#### Your objective
Your output must be a faithful copy of the listing underneath.
-- Exercise input follows --
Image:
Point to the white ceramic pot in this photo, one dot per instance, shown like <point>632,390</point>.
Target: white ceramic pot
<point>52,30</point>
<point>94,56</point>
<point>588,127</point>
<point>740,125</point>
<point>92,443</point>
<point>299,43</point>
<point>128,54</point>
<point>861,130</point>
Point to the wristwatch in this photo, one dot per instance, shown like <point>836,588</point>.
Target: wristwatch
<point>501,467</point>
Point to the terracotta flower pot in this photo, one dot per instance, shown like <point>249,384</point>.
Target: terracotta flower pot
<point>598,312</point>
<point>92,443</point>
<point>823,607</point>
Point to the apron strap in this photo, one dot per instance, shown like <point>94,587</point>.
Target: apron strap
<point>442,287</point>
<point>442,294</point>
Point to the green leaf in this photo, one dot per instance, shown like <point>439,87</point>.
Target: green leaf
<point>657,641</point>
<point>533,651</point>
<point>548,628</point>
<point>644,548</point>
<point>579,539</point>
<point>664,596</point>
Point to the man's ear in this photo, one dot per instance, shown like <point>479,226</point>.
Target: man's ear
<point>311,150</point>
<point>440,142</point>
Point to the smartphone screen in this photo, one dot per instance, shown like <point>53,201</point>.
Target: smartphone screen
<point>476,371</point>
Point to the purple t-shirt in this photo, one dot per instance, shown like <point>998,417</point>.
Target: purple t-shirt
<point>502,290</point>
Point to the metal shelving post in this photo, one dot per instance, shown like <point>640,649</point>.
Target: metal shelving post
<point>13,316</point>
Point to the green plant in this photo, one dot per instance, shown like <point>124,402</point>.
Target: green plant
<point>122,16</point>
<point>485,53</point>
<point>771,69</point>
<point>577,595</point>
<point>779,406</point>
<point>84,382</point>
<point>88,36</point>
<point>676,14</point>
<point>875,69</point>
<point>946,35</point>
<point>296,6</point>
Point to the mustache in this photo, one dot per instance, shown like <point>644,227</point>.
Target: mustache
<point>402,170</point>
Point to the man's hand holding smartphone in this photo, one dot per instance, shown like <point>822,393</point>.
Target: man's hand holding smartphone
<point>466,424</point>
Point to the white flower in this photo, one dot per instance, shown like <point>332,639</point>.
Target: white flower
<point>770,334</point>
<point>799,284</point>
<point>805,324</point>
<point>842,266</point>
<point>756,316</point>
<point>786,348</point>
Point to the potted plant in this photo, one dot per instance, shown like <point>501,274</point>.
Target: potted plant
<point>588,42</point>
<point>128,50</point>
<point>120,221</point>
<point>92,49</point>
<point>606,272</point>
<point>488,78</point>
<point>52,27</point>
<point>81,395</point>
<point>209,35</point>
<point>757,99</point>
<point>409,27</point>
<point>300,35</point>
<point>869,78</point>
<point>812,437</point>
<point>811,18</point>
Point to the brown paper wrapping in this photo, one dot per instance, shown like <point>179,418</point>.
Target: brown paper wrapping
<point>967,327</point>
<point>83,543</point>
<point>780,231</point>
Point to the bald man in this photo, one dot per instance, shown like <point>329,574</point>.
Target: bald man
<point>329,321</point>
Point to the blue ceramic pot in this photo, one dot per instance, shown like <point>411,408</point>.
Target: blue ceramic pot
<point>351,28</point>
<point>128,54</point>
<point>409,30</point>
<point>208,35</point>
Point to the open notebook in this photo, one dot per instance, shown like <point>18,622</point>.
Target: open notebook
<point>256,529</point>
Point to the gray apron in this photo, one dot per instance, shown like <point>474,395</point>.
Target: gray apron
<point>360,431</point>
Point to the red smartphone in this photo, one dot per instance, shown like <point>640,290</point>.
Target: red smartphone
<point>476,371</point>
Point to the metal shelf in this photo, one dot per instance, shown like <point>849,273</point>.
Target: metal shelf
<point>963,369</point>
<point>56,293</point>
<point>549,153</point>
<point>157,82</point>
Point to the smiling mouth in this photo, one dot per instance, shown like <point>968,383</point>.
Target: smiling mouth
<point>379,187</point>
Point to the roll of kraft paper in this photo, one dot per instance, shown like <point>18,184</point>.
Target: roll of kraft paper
-- Exercise input concluded --
#### Written response
Image:
Point to the white ceramic pot in this photo, one dot per instance, shown like <point>632,390</point>.
Target: white ceramic pot
<point>52,30</point>
<point>94,56</point>
<point>588,127</point>
<point>740,125</point>
<point>92,443</point>
<point>299,43</point>
<point>128,54</point>
<point>861,130</point>
Point to the wristwatch in this photo, one dot per instance, shown like <point>836,588</point>.
Target: wristwatch
<point>501,467</point>
Point to the terracotta flower pot in this photo, one dot per instance, shown like <point>249,384</point>.
Target: terracotta flower pot
<point>598,312</point>
<point>92,443</point>
<point>823,607</point>
Point to the apron strap in this photo, one dot per instance, shown like <point>94,587</point>.
Target: apron strap
<point>442,287</point>
<point>442,294</point>
Point to the green leaf in this photo, one dot per instance, shown like <point>439,87</point>.
Target: green leaf
<point>657,641</point>
<point>533,651</point>
<point>548,628</point>
<point>644,548</point>
<point>579,539</point>
<point>664,596</point>
Point to the man's ear in this photo, one dot per instance, shown like <point>479,226</point>.
Target: man's ear
<point>311,150</point>
<point>440,142</point>
Point to the smartphone screen in this photo, one dot per instance, shown like <point>53,201</point>.
Target: smartphone screen
<point>476,371</point>
Point to the purple t-shirt in this photo, one dot per instance, shown like <point>998,417</point>.
Target: purple t-shirt
<point>502,290</point>
Point to the metal shelving post in this photo, one dot per instance, shown like <point>640,649</point>.
Target: metal shelving post
<point>13,316</point>
Point to the green plant in this photo, one dot per instance, shown like <point>124,402</point>.
Target: green plant
<point>122,16</point>
<point>485,53</point>
<point>771,69</point>
<point>577,595</point>
<point>779,406</point>
<point>84,382</point>
<point>88,36</point>
<point>676,14</point>
<point>875,69</point>
<point>946,35</point>
<point>296,6</point>
Point to the mustache in this photo, one dot per instance, shown like <point>644,227</point>.
Target: mustache
<point>402,170</point>
Point to the man's hand holding smartphone in this photo, one dot per instance, shown like <point>822,393</point>.
Target: man's hand holding smartphone
<point>466,424</point>
Point to the white flower in this photo, one dot per instance, shown like <point>332,639</point>.
Target: white flower
<point>770,334</point>
<point>799,284</point>
<point>805,324</point>
<point>842,266</point>
<point>756,316</point>
<point>786,348</point>
Point to the potted plant in this photo, one dot per instance, shown like <point>501,274</point>.
Target: potted plant
<point>588,42</point>
<point>128,50</point>
<point>120,221</point>
<point>92,49</point>
<point>606,272</point>
<point>488,78</point>
<point>52,27</point>
<point>81,395</point>
<point>209,35</point>
<point>757,99</point>
<point>409,27</point>
<point>300,35</point>
<point>869,78</point>
<point>812,437</point>
<point>811,18</point>
Point to the brown paper wrapping in this photo, one dot per instance, shown like <point>179,418</point>.
Target: brown paper wrapping
<point>967,327</point>
<point>83,543</point>
<point>780,231</point>
Point to the bald man in this photo, one dot per instance, shown like <point>329,574</point>.
Target: bald man
<point>329,321</point>
Point to the blue ceramic pot in this photo, one dot per instance, shown like <point>411,408</point>.
Target: blue ceramic pot
<point>351,28</point>
<point>128,54</point>
<point>409,30</point>
<point>208,35</point>
Point to the open notebook in this photo, one dot per instance, shown like <point>18,622</point>.
Target: open notebook
<point>256,529</point>
Point to the gray apron in this photo, one dot per instance, shown like <point>474,395</point>.
Target: gray apron
<point>360,431</point>
Point to the red smartphone in this photo, one dot per instance, shown like <point>640,290</point>.
Target: red smartphone
<point>476,371</point>
Point to the metal shelf in this photo, one dot per instance, shown like <point>849,273</point>.
Target: metal shelf
<point>963,369</point>
<point>56,293</point>
<point>549,153</point>
<point>157,82</point>
Point to the smiling mouth in this photo, one dot per instance, shown like <point>968,383</point>.
Target: smiling mouth
<point>379,187</point>
Point to the roll of kraft paper in this photo, one dot per instance, shown like <point>18,184</point>.
Target: roll of kraft paper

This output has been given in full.